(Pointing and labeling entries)

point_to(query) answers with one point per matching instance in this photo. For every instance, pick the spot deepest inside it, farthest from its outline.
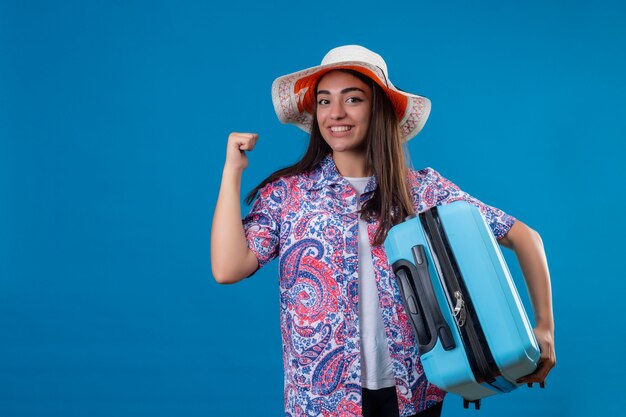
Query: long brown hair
(391, 202)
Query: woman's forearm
(530, 253)
(231, 259)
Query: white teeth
(340, 128)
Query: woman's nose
(336, 110)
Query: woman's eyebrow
(344, 91)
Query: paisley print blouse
(310, 222)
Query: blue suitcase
(474, 336)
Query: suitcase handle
(421, 303)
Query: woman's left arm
(528, 246)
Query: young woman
(348, 348)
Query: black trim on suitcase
(421, 303)
(478, 353)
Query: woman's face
(343, 111)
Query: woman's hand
(238, 143)
(547, 360)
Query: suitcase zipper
(478, 353)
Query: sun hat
(294, 96)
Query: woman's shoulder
(424, 175)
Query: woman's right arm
(231, 259)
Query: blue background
(113, 122)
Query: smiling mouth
(338, 129)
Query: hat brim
(293, 96)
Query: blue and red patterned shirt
(310, 222)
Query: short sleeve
(262, 224)
(447, 192)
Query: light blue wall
(113, 120)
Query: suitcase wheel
(476, 403)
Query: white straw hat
(294, 96)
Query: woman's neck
(350, 164)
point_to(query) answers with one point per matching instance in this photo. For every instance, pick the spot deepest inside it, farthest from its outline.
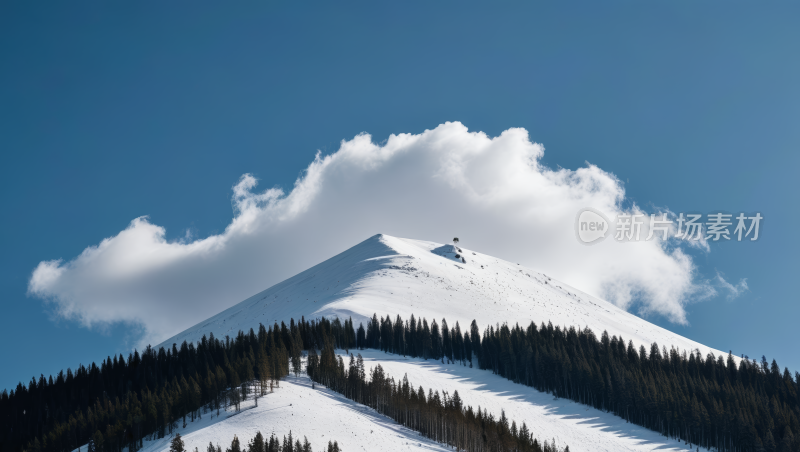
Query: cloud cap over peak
(492, 192)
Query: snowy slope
(581, 427)
(318, 414)
(389, 275)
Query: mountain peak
(393, 276)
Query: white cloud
(491, 192)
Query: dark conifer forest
(443, 418)
(711, 401)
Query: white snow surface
(580, 427)
(389, 276)
(320, 415)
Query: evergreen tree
(176, 445)
(235, 447)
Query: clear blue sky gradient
(112, 110)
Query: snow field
(319, 414)
(386, 275)
(580, 427)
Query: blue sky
(109, 112)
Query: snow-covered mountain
(390, 276)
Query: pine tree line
(120, 402)
(442, 418)
(257, 444)
(708, 401)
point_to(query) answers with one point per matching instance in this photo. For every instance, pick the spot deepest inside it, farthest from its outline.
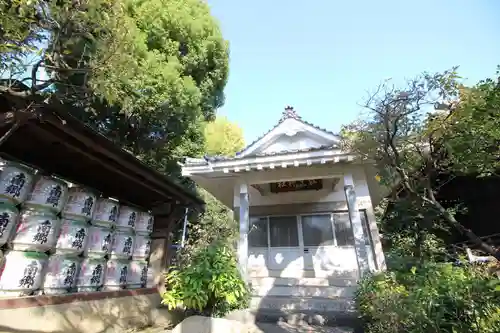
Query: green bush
(209, 283)
(433, 298)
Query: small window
(317, 230)
(257, 234)
(283, 231)
(343, 229)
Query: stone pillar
(244, 226)
(357, 227)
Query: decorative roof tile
(288, 113)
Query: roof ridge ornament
(288, 113)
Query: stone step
(303, 281)
(291, 303)
(262, 272)
(303, 291)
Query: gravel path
(275, 328)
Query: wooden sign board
(299, 185)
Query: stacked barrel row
(61, 238)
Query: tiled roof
(289, 112)
(281, 152)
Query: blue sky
(322, 56)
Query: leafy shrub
(433, 298)
(209, 283)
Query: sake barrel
(99, 242)
(21, 273)
(126, 218)
(106, 212)
(138, 274)
(80, 203)
(116, 274)
(91, 275)
(142, 247)
(15, 182)
(60, 274)
(73, 237)
(37, 230)
(144, 224)
(8, 220)
(48, 192)
(123, 245)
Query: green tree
(217, 224)
(405, 140)
(223, 137)
(145, 73)
(472, 131)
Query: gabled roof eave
(261, 163)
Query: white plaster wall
(324, 195)
(298, 141)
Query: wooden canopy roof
(52, 140)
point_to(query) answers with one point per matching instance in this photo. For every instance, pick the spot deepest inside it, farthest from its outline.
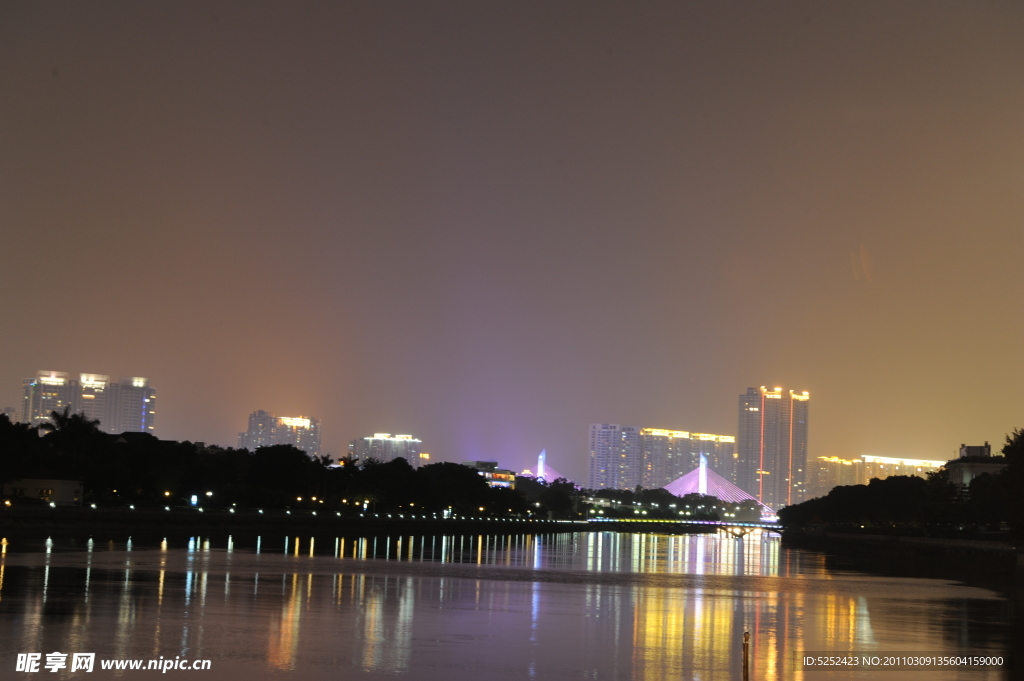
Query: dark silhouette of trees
(17, 444)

▶ Prompt:
Take the line that contains "Query: small window" and every line after it up to the end of the records above, and restate them exactly, without the pictures.

▶ Written response:
Query: small window
(317, 230)
(257, 234)
(283, 231)
(343, 229)
Query: stone pillar
(244, 226)
(357, 227)
Query: decorative roof tile
(288, 113)
Query: roof ridge ornament
(288, 113)
Query: stone step
(303, 281)
(291, 303)
(262, 272)
(303, 291)
Query: gravel path
(275, 328)
Query: wooden sign board
(299, 185)
Query: stacked barrel row
(61, 238)
Query: tiled roof
(289, 112)
(281, 152)
Query: blue sky
(322, 56)
Query: leafy shrub
(433, 298)
(209, 283)
Query: sake barrel
(99, 242)
(21, 273)
(126, 218)
(106, 212)
(138, 274)
(80, 203)
(116, 274)
(91, 275)
(142, 247)
(15, 182)
(60, 274)
(73, 237)
(37, 230)
(144, 224)
(8, 220)
(48, 192)
(123, 245)
Query: green tree
(217, 224)
(405, 140)
(223, 137)
(145, 73)
(472, 131)
Query: gabled roof eave
(261, 163)
Query: white plaster wall
(324, 195)
(298, 141)
Query: wooden canopy roof
(52, 140)
point_to(query) answers with one point per matching instance in this photo. For every instance, pick the spot deepest inside it, farthest from its outline.
Query: dark silhouette of trees
(17, 444)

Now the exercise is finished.